Complete the following —
1/ Set down the entire forum post on Enterprise Application Integration word for word.
2/ Shift every bounding box coordinate in the answers of the photo records by adding -73 to each number, and give all lines of those records again, requests included. Leave the pictures out of your reply.

··· Excerpted passage ···

To: chaz who wrote (31924)9/20/2000 12:58:57 PM
From: Thomas Mercer-Hursh  Read Replies (2) | Respond to of 54805
 
EAI = Enterprise Application Integration

There is a big push in EAI projects these days stimulated by the web when companies move to putting customer-oriented functions on their sites that need to interface to multiple, separate internal systems that never had to communicate before. The other big stimulus is doing something like the implementation of a new ERP package and needing to get it to interface to a flock of in-house or otherwise sourced apps.

My notes from about a year ago show this as a .6B$ market then heading to a projected $2B in 2002. Or, more to the point of the potential tornado, in 1998 there was about $135B spent on applications and $47B spent on integrating them. I.e., as the speaker (John Spiers of Forte) put it, a $50B problem with $500M of product sales, i.e., 99% services. (he projected $5B in 2002).

··· Excerpted data ···

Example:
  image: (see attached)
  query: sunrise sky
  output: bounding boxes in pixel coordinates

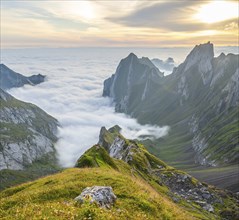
[1,0,239,48]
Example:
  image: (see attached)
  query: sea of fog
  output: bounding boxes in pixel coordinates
[1,47,238,167]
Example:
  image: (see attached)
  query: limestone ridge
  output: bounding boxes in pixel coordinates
[76,126,238,219]
[151,57,175,72]
[0,89,58,170]
[103,42,239,166]
[0,64,45,90]
[103,53,163,112]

···

Solutions by task —
1/
To: chaz who wrote (31924)9/20/2000 12:58:57 PM
From: Thomas Mercer-Hursh  Read Replies (2) | Respond to of 54805
 
EAI = Enterprise Application Integration

There is a big push in EAI projects these days stimulated by the web when companies move to putting customer-oriented functions on their sites that need to interface to multiple, separate internal systems that never had to communicate before. The other big stimulus is doing something like the implementation of a new ERP package and needing to get it to interface to a flock of in-house or otherwise sourced apps.

My notes from about a year ago show this as a .6B$ market then heading to a projected $2B in 2002. Or, more to the point of the potential tornado, in 1998 there was about $135B spent on applications and $47B spent on integrating them. I.e., as the speaker (John Spiers of Forte) put it, a $50B problem with $500M of product sales, i.e., 99% services. (he projected $5B in 2002).

2/
Example:
  image: (see attached)
  query: sunrise sky
  output: bounding boxes in pixel coordinates

[-72,-73,166,-25]
Example:
  image: (see attached)
  query: sea of fog
  output: bounding boxes in pixel coordinates
[-72,-26,165,94]
Example:
  image: (see attached)
  query: limestone ridge
  output: bounding boxes in pixel coordinates
[3,53,165,146]
[78,-16,102,-1]
[-73,16,-15,97]
[30,-31,166,93]
[-73,-9,-28,17]
[30,-20,90,39]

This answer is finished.